> **PROBLEM REQUIREMENTS**
Copy out all of the data below line for line without any alteration, and leave the pictures out of your answer.

***

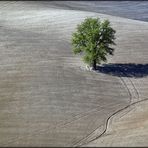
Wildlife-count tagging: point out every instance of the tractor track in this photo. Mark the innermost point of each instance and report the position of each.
(84, 140)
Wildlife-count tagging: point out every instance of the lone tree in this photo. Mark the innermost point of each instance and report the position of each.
(93, 39)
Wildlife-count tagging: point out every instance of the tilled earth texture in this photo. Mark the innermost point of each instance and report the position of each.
(48, 98)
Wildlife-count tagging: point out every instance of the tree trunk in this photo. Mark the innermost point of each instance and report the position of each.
(94, 64)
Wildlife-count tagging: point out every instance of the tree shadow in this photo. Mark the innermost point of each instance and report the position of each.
(124, 70)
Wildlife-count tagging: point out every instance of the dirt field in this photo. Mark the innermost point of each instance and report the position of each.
(46, 96)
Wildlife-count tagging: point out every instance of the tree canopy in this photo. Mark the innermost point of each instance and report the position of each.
(92, 39)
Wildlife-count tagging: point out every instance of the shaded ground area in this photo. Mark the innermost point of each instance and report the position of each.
(125, 70)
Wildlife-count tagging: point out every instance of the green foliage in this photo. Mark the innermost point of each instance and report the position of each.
(93, 39)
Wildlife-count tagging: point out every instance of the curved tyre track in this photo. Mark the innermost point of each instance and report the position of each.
(46, 100)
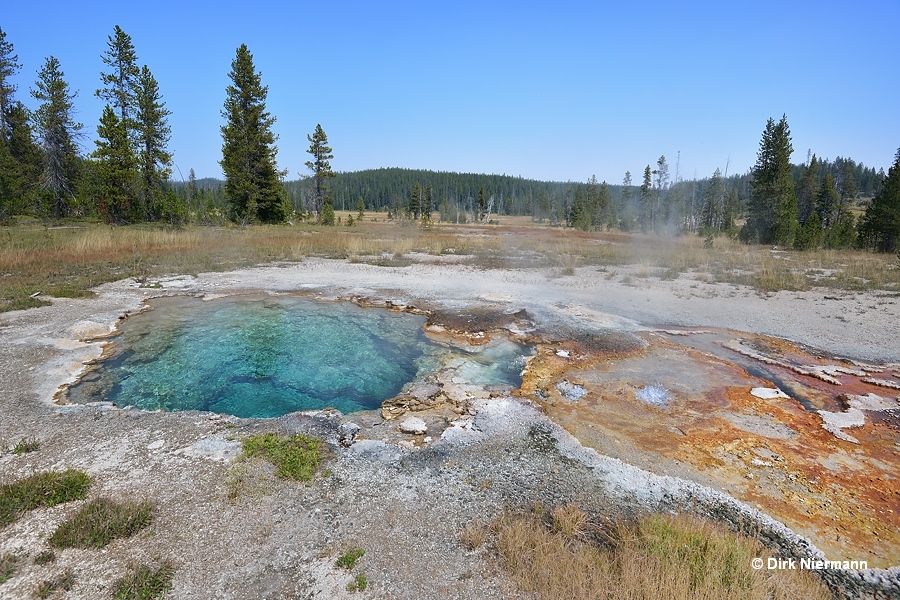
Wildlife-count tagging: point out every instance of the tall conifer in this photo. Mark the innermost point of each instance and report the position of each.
(772, 215)
(253, 188)
(57, 131)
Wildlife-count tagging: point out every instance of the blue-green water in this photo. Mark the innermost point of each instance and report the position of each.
(268, 356)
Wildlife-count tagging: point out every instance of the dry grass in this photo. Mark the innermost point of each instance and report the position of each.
(68, 262)
(561, 555)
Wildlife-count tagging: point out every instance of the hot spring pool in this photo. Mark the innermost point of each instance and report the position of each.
(253, 356)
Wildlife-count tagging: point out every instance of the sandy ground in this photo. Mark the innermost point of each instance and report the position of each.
(406, 507)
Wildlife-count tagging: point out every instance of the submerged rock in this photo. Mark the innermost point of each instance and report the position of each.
(413, 425)
(347, 433)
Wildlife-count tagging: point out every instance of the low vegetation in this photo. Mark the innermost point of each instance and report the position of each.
(8, 564)
(560, 554)
(348, 559)
(25, 446)
(64, 581)
(39, 262)
(101, 521)
(41, 489)
(295, 457)
(144, 582)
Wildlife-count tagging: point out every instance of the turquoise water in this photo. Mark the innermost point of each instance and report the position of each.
(268, 356)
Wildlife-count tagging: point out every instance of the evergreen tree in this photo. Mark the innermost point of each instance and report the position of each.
(121, 83)
(712, 215)
(20, 161)
(580, 213)
(428, 204)
(772, 215)
(9, 66)
(828, 203)
(321, 168)
(57, 131)
(660, 212)
(481, 210)
(608, 214)
(808, 190)
(646, 217)
(880, 227)
(626, 210)
(19, 157)
(153, 133)
(116, 169)
(415, 201)
(253, 189)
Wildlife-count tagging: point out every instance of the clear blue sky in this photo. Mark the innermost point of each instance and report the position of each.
(552, 90)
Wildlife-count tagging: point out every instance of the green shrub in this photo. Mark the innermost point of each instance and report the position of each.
(7, 566)
(145, 582)
(101, 521)
(349, 558)
(296, 457)
(41, 489)
(24, 446)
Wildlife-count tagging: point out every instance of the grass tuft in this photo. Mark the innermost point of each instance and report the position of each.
(64, 581)
(8, 564)
(348, 559)
(359, 583)
(101, 521)
(41, 489)
(295, 457)
(144, 582)
(658, 556)
(25, 446)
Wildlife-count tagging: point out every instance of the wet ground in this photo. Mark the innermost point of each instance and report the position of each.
(823, 456)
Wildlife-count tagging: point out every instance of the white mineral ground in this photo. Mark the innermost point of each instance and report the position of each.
(404, 506)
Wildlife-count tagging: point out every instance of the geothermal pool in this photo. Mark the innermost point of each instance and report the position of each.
(266, 356)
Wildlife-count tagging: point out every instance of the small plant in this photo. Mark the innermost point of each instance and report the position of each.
(474, 535)
(569, 520)
(41, 489)
(7, 566)
(24, 446)
(63, 581)
(349, 558)
(295, 457)
(359, 583)
(101, 521)
(145, 582)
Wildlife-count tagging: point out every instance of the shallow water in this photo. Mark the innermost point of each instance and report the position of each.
(268, 356)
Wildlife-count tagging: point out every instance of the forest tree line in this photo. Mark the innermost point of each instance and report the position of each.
(127, 178)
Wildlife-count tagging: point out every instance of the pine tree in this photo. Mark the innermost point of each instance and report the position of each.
(9, 66)
(415, 201)
(626, 211)
(19, 157)
(482, 206)
(321, 168)
(880, 227)
(121, 83)
(428, 204)
(660, 186)
(712, 215)
(20, 161)
(153, 134)
(116, 169)
(253, 188)
(646, 217)
(57, 131)
(808, 192)
(772, 215)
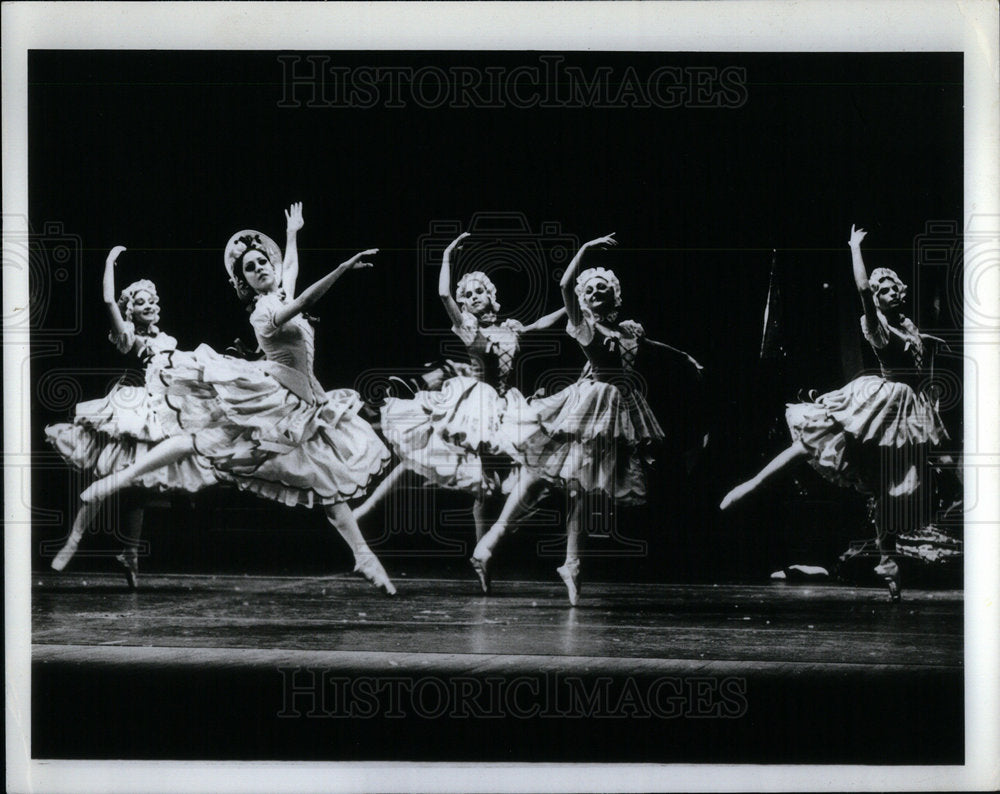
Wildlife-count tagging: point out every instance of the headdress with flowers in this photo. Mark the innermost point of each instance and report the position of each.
(237, 247)
(589, 275)
(491, 293)
(127, 299)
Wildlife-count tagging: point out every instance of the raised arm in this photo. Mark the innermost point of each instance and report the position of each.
(114, 313)
(569, 277)
(316, 291)
(444, 282)
(861, 276)
(547, 321)
(290, 265)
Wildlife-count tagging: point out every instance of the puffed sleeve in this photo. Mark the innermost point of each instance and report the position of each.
(467, 330)
(263, 314)
(582, 332)
(125, 341)
(877, 337)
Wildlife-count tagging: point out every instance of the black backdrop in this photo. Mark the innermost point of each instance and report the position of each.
(170, 152)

***

> **THE COMPLETED TASK**
Wildlife-count tagging: point out every instance of the tractor track in this photo. Mark the innermost point of each instance and report the position of each.
(84, 140)
Wildlife-count tagging: point out every instance of the lone tree in this photo. Mark the innermost point of each instance and report the position of each.
(93, 39)
Wildlife-count tagging: point out every instance of the tilled earth texture in this photo. Mark the innermost point of each instance and report the position of each.
(48, 98)
Wildlife-count tagging: point out every instance of the tree trunk in this photo. Mark the innermost point of each instance and report the position of each.
(94, 64)
Wildlife-count tagging: point out every instance of the tree shadow in this photo. Mark the innermost point of each instance and report the position of each.
(124, 70)
Wildlife-count tagging: point out every instance of the dirt field in this photo. Mark the innermost point of each instance and report the position of each.
(46, 96)
Wildlife-count tagging: point out every instance of the tree canopy in this photo. Mark the innermost point of each instance and report the position of each.
(92, 39)
Wildlife-count tagging: point out every instance of the shaded ground area in this photo. Mark the innermost point of each instance and report the position of each.
(125, 70)
Wildlife-count tagging: point out every instance of the green foliage in this photo. Mark the innermost point of each instance and report the position of each.
(93, 39)
Wildlife-count tagging: point out every instance of the curved tyre track in this photo. Mark the innermost point of each instance and report the position of each.
(46, 100)
Wildlife-count tagging: point out every instance of the tall conifer in this photo. Mark the innermost point of each instance and report the position of each.
(772, 215)
(253, 188)
(57, 131)
Wildlife-count tagging: point out every instance of the blue-green water in this photo. Mark the innermost point of each instance and report the position of each.
(268, 356)
Wildlife-count tagging: point out every instance of the dry grass in this photo. Mark the innermost point of each instance and report the position of each.
(68, 262)
(561, 555)
Wildlife-count tagging: point out every instance of the hot spring pool in this photo. Mark the innermost point of each instance and report the position of each.
(253, 356)
Wildlife-count tagging: point out every instance of the sandy ground in this photo. Mark the innermost point of each instance and report the position of each.
(406, 507)
Wildlife-count tagging: point out every instance of the submerged rock in this photo. Mark the innermost point of each instance and report the position of each.
(413, 425)
(347, 433)
Wildlife-count tagging: point out every instance of the low vegetation in this photo. Mark the innermost point of each instance and report the position of each.
(8, 564)
(560, 554)
(348, 559)
(25, 446)
(64, 581)
(39, 262)
(101, 521)
(41, 489)
(295, 457)
(144, 582)
Wildlife-count tagging: point out every instance of the turquoise water in this photo. Mark the innermost point of each instance and report the position of each.
(268, 356)
Wildlife-count tagging: point out every instance of the evergreen tree in this photo. Mark the innermost point of each instance and report the position of each.
(121, 83)
(712, 215)
(20, 161)
(580, 213)
(428, 204)
(772, 215)
(9, 66)
(828, 203)
(321, 168)
(57, 131)
(660, 212)
(481, 210)
(608, 214)
(808, 190)
(646, 217)
(880, 227)
(626, 210)
(19, 157)
(153, 133)
(116, 169)
(415, 201)
(253, 189)
Wildlife-count tagging: point out every instance of the clear blue sky in this photo. Mark the innermost point of each instance and report the position of each.
(552, 90)
Wildlife-count tagging: point out every instance of the green shrub in this photo. Mark the innermost point of each instance and report the position of each.
(7, 566)
(145, 582)
(101, 521)
(349, 558)
(296, 457)
(41, 489)
(24, 446)
Wildlife-count tagging: point out every instance of the grass tuft in this photo. Mark the innermost point of each instance and report the position of each.
(64, 581)
(8, 564)
(348, 559)
(359, 583)
(101, 521)
(41, 489)
(295, 457)
(144, 582)
(658, 556)
(25, 446)
Wildlife-count tagging: point out every instance of the wet ground in this photo. Mark the innermost point of each instance and report the position of each.
(823, 456)
Wildlife-count tagging: point out every instance of the white mineral ground in this photo. Mark the innermost point of each instance and report the position of each.
(404, 506)
Wildlife-count tagging: point out every instance of the geothermal pool in this photo. Mark the innermost point of each instance and report the position of each.
(266, 356)
Wildlife-count tagging: point out every instance of the small plant in this photo. Mark the innermost point of each instance and report the position of each.
(474, 535)
(569, 520)
(41, 489)
(7, 566)
(24, 446)
(63, 581)
(349, 558)
(295, 457)
(359, 583)
(101, 521)
(145, 582)
Wildlife-count tagging: point out every instance of the shallow water in this photo. Mark the innermost point of each instance and report the position of each.
(268, 356)
Wildlife-count tagging: point out every instance of the forest tree line in this photo. Mark the innermost point of each instance and report the position of each.
(127, 178)
Wildlife-count tagging: point out every instance of the pine tree in this photo. Mark the innermost point of each instance and report the position of each.
(9, 66)
(415, 201)
(626, 211)
(19, 157)
(482, 206)
(321, 168)
(880, 227)
(121, 83)
(428, 204)
(660, 186)
(712, 215)
(20, 161)
(153, 134)
(116, 169)
(253, 188)
(646, 217)
(57, 131)
(808, 192)
(772, 215)
Wildlife-count tagging: point out every instance of the headdress with flowers in this photo. Mark the innermost point of each instance and report the position of each.
(237, 247)
(589, 275)
(491, 293)
(127, 299)
Wildlife-count tagging: point out every instance of the raised arm in this photo. Mark the innermost point of each instance and report the position of each.
(114, 313)
(569, 277)
(316, 291)
(444, 282)
(861, 276)
(547, 321)
(290, 265)
Wildlife-count tagging: point out every instance of the puffed sleeve in this photo. Mark the innermost point of each instance and report the position of each.
(467, 330)
(263, 314)
(582, 332)
(125, 341)
(877, 337)
Wildlife-count tagging: point out every instance of the black backdrop in this photo. Mark the innermost point of each instance and report the position of each.
(170, 152)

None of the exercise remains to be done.